[Begin]
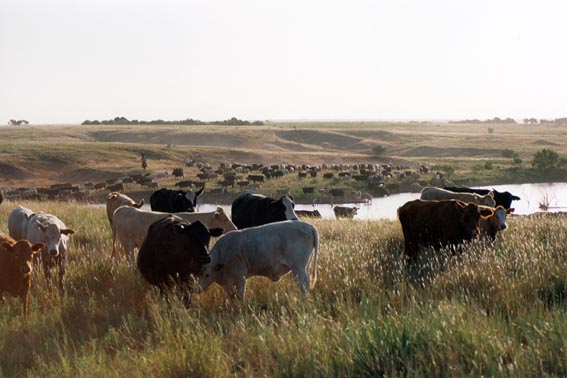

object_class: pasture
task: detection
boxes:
[0,201,567,377]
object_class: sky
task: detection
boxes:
[0,0,567,124]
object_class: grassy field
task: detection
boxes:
[0,202,567,377]
[0,122,567,187]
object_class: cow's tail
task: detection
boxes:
[309,226,319,289]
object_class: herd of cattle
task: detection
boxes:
[0,187,520,314]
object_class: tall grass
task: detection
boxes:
[0,202,567,377]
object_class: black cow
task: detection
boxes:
[137,215,223,303]
[150,188,204,213]
[445,186,521,210]
[231,193,297,229]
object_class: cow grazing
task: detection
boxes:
[445,186,521,209]
[106,192,144,228]
[231,193,297,229]
[26,212,75,291]
[137,215,222,299]
[420,186,496,207]
[198,221,319,301]
[398,200,494,261]
[8,205,34,240]
[295,209,322,218]
[150,188,205,213]
[112,206,236,260]
[479,206,514,241]
[333,206,358,219]
[0,233,44,316]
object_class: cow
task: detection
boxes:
[398,199,494,262]
[0,233,44,316]
[106,192,144,228]
[479,205,514,242]
[137,215,222,303]
[8,205,35,240]
[231,193,297,229]
[197,221,319,301]
[295,209,322,218]
[333,206,358,219]
[445,186,521,210]
[112,206,236,260]
[420,186,496,207]
[150,188,205,213]
[26,212,75,292]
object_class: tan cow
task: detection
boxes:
[0,233,44,316]
[420,186,496,207]
[112,206,236,261]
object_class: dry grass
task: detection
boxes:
[0,202,567,377]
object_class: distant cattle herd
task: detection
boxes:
[0,158,520,314]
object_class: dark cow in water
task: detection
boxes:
[445,186,521,210]
[150,188,205,213]
[231,193,297,229]
[398,200,494,261]
[137,215,223,303]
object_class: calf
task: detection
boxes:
[333,206,358,219]
[137,215,222,299]
[112,206,236,260]
[420,187,496,207]
[26,212,75,292]
[0,233,44,316]
[398,200,494,261]
[8,205,34,240]
[198,221,319,301]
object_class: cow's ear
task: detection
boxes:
[32,243,45,255]
[1,242,14,252]
[209,228,224,237]
[35,221,47,232]
[479,208,494,218]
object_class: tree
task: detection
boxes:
[532,148,566,171]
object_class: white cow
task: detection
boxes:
[198,221,319,301]
[26,211,75,291]
[8,205,34,240]
[420,186,496,207]
[112,206,236,261]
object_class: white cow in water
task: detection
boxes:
[26,211,75,291]
[420,186,496,207]
[198,221,319,301]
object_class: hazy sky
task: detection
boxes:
[0,0,567,124]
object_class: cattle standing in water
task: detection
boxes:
[231,193,297,229]
[420,186,496,207]
[398,200,494,261]
[8,205,35,240]
[0,233,44,316]
[198,221,319,301]
[445,186,521,210]
[112,206,236,260]
[26,212,75,292]
[295,209,322,218]
[138,215,222,303]
[150,188,205,213]
[333,206,358,219]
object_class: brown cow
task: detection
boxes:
[0,233,44,316]
[398,200,494,261]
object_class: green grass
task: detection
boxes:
[0,202,567,377]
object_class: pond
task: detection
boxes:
[197,183,567,220]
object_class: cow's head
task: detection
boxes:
[37,221,75,257]
[278,196,297,221]
[2,240,45,277]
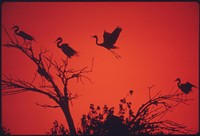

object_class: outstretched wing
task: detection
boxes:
[109,27,122,44]
[60,44,77,58]
[103,31,111,42]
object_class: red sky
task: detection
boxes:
[2,2,199,134]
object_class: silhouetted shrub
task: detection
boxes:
[47,90,192,136]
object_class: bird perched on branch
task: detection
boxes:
[56,37,78,58]
[175,78,197,94]
[12,26,35,41]
[93,27,122,59]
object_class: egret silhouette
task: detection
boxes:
[56,37,77,58]
[93,27,122,59]
[175,78,197,94]
[37,66,52,81]
[12,26,35,41]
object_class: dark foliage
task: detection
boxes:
[End]
Rewrite all of the lines above, swapping "herd of cattle" for "group of cattle" wherever it occurs and leaving everything else unchanged. Omit the pictures from your answer.

object_class: pasture
task: detection
boxes:
[0,201,567,377]
object_class: sky
task: detection
boxes:
[0,0,567,124]
object_class: grassy field
task: detection
boxes:
[0,202,567,377]
[0,122,567,187]
object_class: cow's tail
task: detection
boxes:
[309,226,319,289]
object_class: group of cattle
task: detection
boxes:
[0,187,520,314]
object_class: tall grass
task: detection
boxes:
[0,202,567,377]
object_class: black cow
task: detection
boxes:
[137,215,223,303]
[150,188,204,213]
[445,186,521,210]
[231,193,297,229]
object_class: cow grazing
task: detection
boxes:
[445,186,521,209]
[106,192,144,228]
[231,193,297,229]
[26,212,75,291]
[137,215,222,299]
[420,186,496,207]
[198,221,319,301]
[398,200,494,261]
[8,205,34,240]
[295,209,322,218]
[150,188,205,213]
[112,206,236,260]
[479,206,514,241]
[333,206,358,219]
[0,233,44,316]
object_class: cow
task: detection
boxes:
[398,199,494,262]
[0,233,44,316]
[106,192,144,228]
[479,205,514,242]
[137,215,222,303]
[8,205,35,240]
[231,193,297,229]
[197,221,319,301]
[295,209,322,218]
[333,206,358,219]
[445,186,521,210]
[112,206,236,260]
[420,186,496,207]
[150,188,205,213]
[26,212,75,292]
object_class: tan cow
task: detection
boxes:
[0,233,44,316]
[420,186,496,207]
[112,206,236,261]
object_class: dry grass
task: detection
boxes:
[0,202,567,377]
object_class: distant cattle herd
task: detection
boxes:
[0,158,520,314]
object_class: dark cow in water
task: detection
boxes:
[445,186,521,210]
[150,188,205,213]
[231,193,297,229]
[398,200,494,261]
[137,215,223,303]
object_class: calf
task: detection
boxes:
[333,206,358,219]
[137,215,222,299]
[112,206,236,260]
[420,187,496,207]
[26,212,75,292]
[0,233,44,316]
[398,200,494,261]
[8,205,34,240]
[198,221,319,301]
object_class: cow's ear
task: detection
boxes:
[32,243,45,255]
[1,242,14,252]
[209,228,224,237]
[35,221,47,232]
[479,208,494,218]
object_class: tree
task: detection
boxes:
[532,148,566,171]
object_class: white cow
task: detection
boxes:
[198,221,319,301]
[26,211,75,291]
[8,205,34,240]
[420,186,496,207]
[112,206,236,261]
object_class: white cow in water
task: detection
boxes:
[26,211,75,291]
[420,186,496,207]
[198,221,319,301]
object_class: hazy sky
task: detection
boxes:
[0,0,567,124]
object_class: cattle standing in water
task: detection
boxes:
[231,193,297,229]
[420,186,496,207]
[398,200,494,261]
[8,205,35,240]
[0,233,44,316]
[198,221,319,301]
[445,186,521,210]
[112,206,236,260]
[26,212,75,292]
[295,209,322,218]
[138,215,222,303]
[150,188,205,213]
[333,206,358,219]
object_class: brown cow
task: detection
boxes:
[0,233,44,316]
[398,200,494,261]
object_class: green grass
task: detection
boxes:
[0,202,567,377]
object_class: pond
task: detection
boxes:
[197,183,567,220]
object_class: cow's head
task: detection
boxes:
[37,221,75,257]
[278,196,297,221]
[2,240,45,277]

object_class: outstretched wing
task: detection
boxes:
[109,27,122,44]
[60,44,77,58]
[103,31,111,42]
object_class: red sky
task: detection
boxes:
[2,2,199,134]
object_class: silhouetted shrub
task: detection
boxes:
[47,90,192,136]
object_class: bird perched on branch
task: detection
boxes:
[56,37,78,58]
[175,78,197,94]
[12,26,35,41]
[93,27,122,59]
object_class: egret silhouette
task: detection
boxes:
[56,37,77,58]
[93,27,122,59]
[175,78,197,94]
[37,66,52,81]
[12,26,35,41]
object_class: dark foliage
task: detection
boxes:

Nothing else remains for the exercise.